> **To do**
Replace every occurrence of "Class of interest" with "Target class" in the following lines and give them all again with nothing else changed. Leave the pictures out of your answer.

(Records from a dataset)
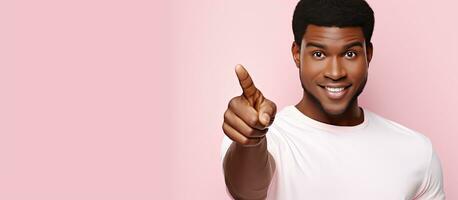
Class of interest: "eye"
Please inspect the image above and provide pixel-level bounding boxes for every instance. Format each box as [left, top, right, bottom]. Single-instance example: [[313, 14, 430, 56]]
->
[[312, 51, 325, 60], [345, 51, 356, 59]]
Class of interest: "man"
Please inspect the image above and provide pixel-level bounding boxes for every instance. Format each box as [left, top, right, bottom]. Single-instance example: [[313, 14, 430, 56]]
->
[[222, 0, 445, 200]]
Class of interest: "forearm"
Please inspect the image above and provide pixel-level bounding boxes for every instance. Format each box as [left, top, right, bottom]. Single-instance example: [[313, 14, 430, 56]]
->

> **Full answer**
Target class: "eye"
Please inspect the image above and provide pixel-level bounding boxes for every instance. Format each box as [left, top, right, bottom]. Single-instance example: [[313, 14, 430, 56]]
->
[[312, 51, 325, 60], [345, 51, 356, 59]]
Target class: "man"
Please inspect the image above and provide pixel-level bounding boxes for every instance. Format each box as [left, top, right, bottom]. Single-instance example: [[313, 14, 430, 56]]
->
[[222, 0, 445, 200]]
Target class: "forearm"
Please inspect the image above and provide pixel-level bounding boxes for every instance. Format each box as [left, top, right, bottom]. Single-instance example: [[313, 14, 430, 56]]
->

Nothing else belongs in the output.